◆ **Data listing**:

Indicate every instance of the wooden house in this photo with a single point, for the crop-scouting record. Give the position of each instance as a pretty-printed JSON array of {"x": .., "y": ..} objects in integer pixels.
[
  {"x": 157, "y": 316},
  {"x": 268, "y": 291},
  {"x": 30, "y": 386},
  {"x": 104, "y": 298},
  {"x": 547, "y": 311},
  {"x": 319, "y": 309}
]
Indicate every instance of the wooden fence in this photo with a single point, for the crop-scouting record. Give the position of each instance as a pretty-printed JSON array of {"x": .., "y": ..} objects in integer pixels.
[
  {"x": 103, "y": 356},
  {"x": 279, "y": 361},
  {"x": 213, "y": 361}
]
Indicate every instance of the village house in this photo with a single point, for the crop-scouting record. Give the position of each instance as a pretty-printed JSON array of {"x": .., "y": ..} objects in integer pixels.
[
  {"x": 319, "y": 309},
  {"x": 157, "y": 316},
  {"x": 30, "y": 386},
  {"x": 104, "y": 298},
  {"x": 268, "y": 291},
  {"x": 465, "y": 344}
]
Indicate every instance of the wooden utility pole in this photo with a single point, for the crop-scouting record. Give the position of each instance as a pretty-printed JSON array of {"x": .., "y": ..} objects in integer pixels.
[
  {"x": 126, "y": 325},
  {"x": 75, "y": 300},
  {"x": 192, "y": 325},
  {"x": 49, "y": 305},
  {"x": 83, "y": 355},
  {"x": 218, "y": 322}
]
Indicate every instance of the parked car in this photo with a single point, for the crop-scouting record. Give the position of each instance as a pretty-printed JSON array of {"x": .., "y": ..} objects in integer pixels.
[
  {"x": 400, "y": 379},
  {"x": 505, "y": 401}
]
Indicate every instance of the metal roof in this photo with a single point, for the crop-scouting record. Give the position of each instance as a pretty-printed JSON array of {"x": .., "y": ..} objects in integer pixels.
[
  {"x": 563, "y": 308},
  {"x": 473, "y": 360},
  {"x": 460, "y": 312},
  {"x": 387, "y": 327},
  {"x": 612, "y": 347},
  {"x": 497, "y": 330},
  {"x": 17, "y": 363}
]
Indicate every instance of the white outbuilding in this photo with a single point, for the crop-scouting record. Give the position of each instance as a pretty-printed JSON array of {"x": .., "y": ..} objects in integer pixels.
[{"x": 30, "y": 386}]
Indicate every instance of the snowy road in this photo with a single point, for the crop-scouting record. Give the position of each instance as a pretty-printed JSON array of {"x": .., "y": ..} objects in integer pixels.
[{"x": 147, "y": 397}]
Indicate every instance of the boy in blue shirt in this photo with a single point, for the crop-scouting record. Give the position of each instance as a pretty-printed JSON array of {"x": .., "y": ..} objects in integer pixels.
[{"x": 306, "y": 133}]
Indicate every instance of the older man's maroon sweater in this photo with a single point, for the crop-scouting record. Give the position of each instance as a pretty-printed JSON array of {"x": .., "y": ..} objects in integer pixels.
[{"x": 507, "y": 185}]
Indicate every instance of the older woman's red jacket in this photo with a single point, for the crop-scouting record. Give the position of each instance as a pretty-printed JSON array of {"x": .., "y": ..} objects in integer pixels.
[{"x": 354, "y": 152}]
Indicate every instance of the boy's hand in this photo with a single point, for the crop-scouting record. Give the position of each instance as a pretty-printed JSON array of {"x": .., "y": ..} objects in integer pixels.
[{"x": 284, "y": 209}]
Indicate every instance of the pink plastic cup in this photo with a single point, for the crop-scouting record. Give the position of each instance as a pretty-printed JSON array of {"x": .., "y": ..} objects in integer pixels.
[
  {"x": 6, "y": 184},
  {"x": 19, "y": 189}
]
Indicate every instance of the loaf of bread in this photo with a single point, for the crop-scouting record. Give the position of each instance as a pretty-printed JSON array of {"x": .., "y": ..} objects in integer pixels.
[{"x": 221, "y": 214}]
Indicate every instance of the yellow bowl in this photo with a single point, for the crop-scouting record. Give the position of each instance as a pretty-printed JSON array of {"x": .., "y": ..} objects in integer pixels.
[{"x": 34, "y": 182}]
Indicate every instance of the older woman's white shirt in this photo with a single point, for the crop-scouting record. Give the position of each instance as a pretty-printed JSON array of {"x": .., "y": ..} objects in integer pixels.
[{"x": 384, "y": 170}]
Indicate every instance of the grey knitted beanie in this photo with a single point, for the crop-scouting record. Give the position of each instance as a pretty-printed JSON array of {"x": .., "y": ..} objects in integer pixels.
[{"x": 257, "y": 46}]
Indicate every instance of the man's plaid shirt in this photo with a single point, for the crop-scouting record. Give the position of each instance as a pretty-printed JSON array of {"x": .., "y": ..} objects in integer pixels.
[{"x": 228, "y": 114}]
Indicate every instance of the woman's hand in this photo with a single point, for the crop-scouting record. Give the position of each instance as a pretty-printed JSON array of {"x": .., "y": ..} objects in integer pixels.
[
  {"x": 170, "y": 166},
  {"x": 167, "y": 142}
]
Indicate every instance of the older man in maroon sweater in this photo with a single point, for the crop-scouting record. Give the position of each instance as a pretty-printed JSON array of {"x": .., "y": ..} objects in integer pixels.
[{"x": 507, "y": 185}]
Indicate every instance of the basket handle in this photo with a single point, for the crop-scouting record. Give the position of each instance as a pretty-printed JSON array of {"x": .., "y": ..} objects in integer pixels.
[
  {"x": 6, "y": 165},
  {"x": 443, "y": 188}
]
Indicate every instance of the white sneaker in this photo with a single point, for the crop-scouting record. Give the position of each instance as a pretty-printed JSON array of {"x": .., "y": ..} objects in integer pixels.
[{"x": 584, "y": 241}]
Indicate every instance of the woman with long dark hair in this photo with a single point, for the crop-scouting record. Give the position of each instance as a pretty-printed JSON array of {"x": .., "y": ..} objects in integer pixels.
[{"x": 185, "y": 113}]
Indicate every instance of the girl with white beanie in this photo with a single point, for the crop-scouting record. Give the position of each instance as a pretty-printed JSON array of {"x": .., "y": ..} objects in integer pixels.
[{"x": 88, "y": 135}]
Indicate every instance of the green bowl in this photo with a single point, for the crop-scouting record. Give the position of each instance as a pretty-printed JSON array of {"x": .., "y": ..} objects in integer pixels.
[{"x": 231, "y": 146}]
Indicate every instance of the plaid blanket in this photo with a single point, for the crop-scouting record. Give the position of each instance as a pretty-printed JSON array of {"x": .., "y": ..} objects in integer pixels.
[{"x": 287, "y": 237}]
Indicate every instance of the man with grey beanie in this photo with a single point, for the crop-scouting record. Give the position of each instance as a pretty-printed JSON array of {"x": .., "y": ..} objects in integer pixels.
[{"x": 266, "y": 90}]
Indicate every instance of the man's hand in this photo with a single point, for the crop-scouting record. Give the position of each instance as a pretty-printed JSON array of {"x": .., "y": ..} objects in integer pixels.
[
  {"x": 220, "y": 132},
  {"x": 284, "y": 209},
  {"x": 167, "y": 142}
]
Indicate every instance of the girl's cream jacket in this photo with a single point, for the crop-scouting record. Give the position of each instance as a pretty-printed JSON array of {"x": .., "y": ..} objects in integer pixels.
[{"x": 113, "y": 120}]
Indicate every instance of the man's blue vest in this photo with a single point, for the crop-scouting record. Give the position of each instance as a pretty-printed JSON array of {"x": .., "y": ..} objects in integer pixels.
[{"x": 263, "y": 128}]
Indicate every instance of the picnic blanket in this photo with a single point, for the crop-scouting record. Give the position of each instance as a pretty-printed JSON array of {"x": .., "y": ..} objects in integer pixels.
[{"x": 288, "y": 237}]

◆ **Required work**: The full listing is to be restated word for word.

◆ **Problem solution**:
Indicate every instance of the wooden house in this photo with a single point, for the crop-scouting record. Give the position of each instance as a pretty-printed JSON array of {"x": .., "y": ..} objects in integer pixels.
[
  {"x": 157, "y": 316},
  {"x": 268, "y": 291},
  {"x": 30, "y": 386},
  {"x": 104, "y": 298},
  {"x": 547, "y": 311},
  {"x": 319, "y": 309}
]
Indicate every instance of the wooden fence in this photo with a single point, for the crop-scouting record. Give the position of each instance as a pretty-printed JSON array of {"x": .., "y": ..} objects in integer pixels.
[
  {"x": 103, "y": 356},
  {"x": 279, "y": 361},
  {"x": 213, "y": 361}
]
Indicate every instance of the village house in this photo with a single point, for the crop-scouting record. Give the position of each instance as a pretty-printed JSON array of {"x": .., "y": ..} objects in integer pixels.
[
  {"x": 319, "y": 309},
  {"x": 157, "y": 316},
  {"x": 30, "y": 386},
  {"x": 104, "y": 298},
  {"x": 268, "y": 291},
  {"x": 465, "y": 344}
]
Indicate every instance of the wooden utility pole in this photo with a single point, for the crop-scouting record. Give the position of each instance as a pretty-printed JSON array of {"x": .., "y": ..} objects in integer pixels.
[
  {"x": 126, "y": 325},
  {"x": 75, "y": 300},
  {"x": 192, "y": 325},
  {"x": 49, "y": 305},
  {"x": 83, "y": 355},
  {"x": 218, "y": 322}
]
Indicate every instance of the parked car in this photo with a single point, for the crop-scouting record. Give the position of each instance as a pretty-printed JSON array of {"x": .., "y": ..} objects in integer pixels.
[
  {"x": 400, "y": 379},
  {"x": 505, "y": 401}
]
Indicate every instance of the metal roof in this photo with a single point, for the crop-scouting record. Give the position of each instance as a pretty-printed JSON array of {"x": .., "y": ..} objects in integer pixels.
[
  {"x": 563, "y": 308},
  {"x": 473, "y": 360},
  {"x": 460, "y": 312},
  {"x": 387, "y": 327},
  {"x": 612, "y": 347},
  {"x": 497, "y": 330},
  {"x": 17, "y": 363}
]
Indicate every instance of the white outbuilding in this photo with a single point, for the crop-scouting record. Give the position of each instance as a pretty-printed JSON array of {"x": .., "y": ..} objects in integer pixels.
[{"x": 30, "y": 386}]
Indicate every instance of the snowy road in this photo with a single point, for the crop-scouting record. Give the position of each instance as a pretty-printed JSON array of {"x": .., "y": ..} objects in integer pixels.
[{"x": 147, "y": 397}]
Indicate every instance of the boy in blue shirt in this photo with a single point, for the crop-scouting record. Give the position of each instance as a pretty-printed JSON array of {"x": .., "y": ..} objects in integer pixels.
[{"x": 306, "y": 133}]
Indicate every instance of the older man's maroon sweater in this photo with a single point, for the crop-scouting record. Give the position of each instance as a pretty-printed JSON array of {"x": .., "y": ..} objects in integer pixels.
[{"x": 507, "y": 185}]
Indicate every instance of the older woman's red jacket in this photo with a single point, for the crop-scouting record. Give the position of each instance as a pretty-printed JSON array of {"x": .., "y": ..} objects in integer pixels.
[{"x": 354, "y": 152}]
Indicate every instance of the boy's hand in this photo with a single point, for the crop-scouting record. Give the position of each instance as a pretty-printed JSON array of {"x": .., "y": ..} objects in integer pixels.
[{"x": 284, "y": 209}]
Indicate every instance of the pink plastic cup in this photo with a single point, for the crop-scouting record. Give the position of each instance as a pretty-printed JSON array of {"x": .., "y": ..} objects in integer pixels.
[
  {"x": 6, "y": 184},
  {"x": 19, "y": 189}
]
Indicate every instance of the loaf of bread in this photo with a single point, for the crop-scouting record. Give the position of each instance as a pretty-printed JSON array of {"x": .., "y": ..} objects in integer pixels.
[{"x": 221, "y": 214}]
Indicate every instance of the yellow bowl in this photo with a single point, for the crop-scouting record. Give the position of each instance as a pretty-printed JSON array of {"x": .., "y": ..} objects in integer pixels.
[{"x": 34, "y": 182}]
Indicate every instance of the older woman's white shirt in this photo with a single point, for the crop-scouting record. Give the position of each instance as a pretty-printed JSON array of {"x": .., "y": ..} objects in integer pixels.
[{"x": 384, "y": 170}]
Indicate every instance of the grey knitted beanie in this photo with a single point, for the crop-scouting record. Give the position of each instance as a pretty-printed JSON array of {"x": .., "y": ..} objects in integer pixels.
[{"x": 257, "y": 46}]
Indicate every instance of the man's plaid shirt in this photo with a single point, for the crop-scouting record. Give the position of each instance as a pretty-printed JSON array of {"x": .., "y": ..} objects in integer pixels.
[{"x": 228, "y": 114}]
Indicate every instance of the woman's hand in this photo with a single point, for the crop-scouting record. Give the position of each instance as a pretty-printed JSON array of {"x": .., "y": ..} objects in integer pixels.
[
  {"x": 170, "y": 166},
  {"x": 167, "y": 142}
]
Indicate every instance of the older man in maroon sweater in this photo with a single point, for the crop-scouting record. Give the position of each instance as a pretty-printed JSON array of {"x": .., "y": ..} objects in integer pixels.
[{"x": 507, "y": 185}]
Indicate every instance of the basket handle in this photo with a single point, for the crop-scouting record. Give the position of each instance as a pretty-printed JSON array of {"x": .., "y": ..} objects in integer pixels.
[
  {"x": 6, "y": 165},
  {"x": 443, "y": 188}
]
Indicate every instance of the white sneaker in this photo with a single point, for the crop-scouting record. Give the position of each instance as a pretty-printed JSON array of {"x": .., "y": ..} objects in integer pixels.
[{"x": 584, "y": 241}]
Indicate every instance of the woman with long dark hair in this photo with a single point, for the crop-scouting record. Give the position of each instance as a pretty-printed JSON array of {"x": .., "y": ..} objects in integer pixels.
[{"x": 185, "y": 113}]
Indicate every instance of the girl with white beanie in this photo with a single point, for the crop-scouting record. Give the position of each instance as a pretty-printed JSON array of {"x": .., "y": ..} objects in integer pixels.
[{"x": 88, "y": 135}]
Indicate every instance of the green bowl in this photo with a single point, for the crop-scouting record. Give the position of each instance as a pretty-printed JSON array of {"x": .., "y": ..} objects in integer pixels.
[{"x": 231, "y": 146}]
Indicate every instance of the plaid blanket in this photo with a single point, for the crop-scouting record. Give the position of each instance as a pretty-printed JSON array of {"x": .., "y": ..} objects in integer pixels.
[{"x": 287, "y": 237}]
Indicate every instance of the man with grey beanie in this photo with a single point, for the crop-scouting record. Give the position of each instance as a pretty-printed JSON array of {"x": .., "y": ..} objects in integer pixels.
[{"x": 266, "y": 90}]
Indicate every instance of the man's hand in this photo with a single point, for the crop-scouting record. Give the position of each instance as a pretty-printed JSON array of {"x": .., "y": ..} objects in integer pixels.
[
  {"x": 220, "y": 132},
  {"x": 284, "y": 209},
  {"x": 167, "y": 142}
]
Indicate every instance of the girl's cream jacket in this photo with a single point, for the crop-scouting record. Give the position of each instance as a pretty-printed JSON array of {"x": .., "y": ..} objects in integer pixels.
[{"x": 113, "y": 120}]
Indicate every instance of the man's blue vest in this photo with a single point, for the crop-scouting record. Give the position of each instance as a pretty-printed JSON array of {"x": .., "y": ..} objects in integer pixels.
[{"x": 263, "y": 128}]
Indicate every instance of the picnic blanket in this photo with a single point, for the crop-scouting record. Give the position of each instance as a pretty-printed JSON array of {"x": .., "y": ..} objects in integer pixels.
[{"x": 288, "y": 237}]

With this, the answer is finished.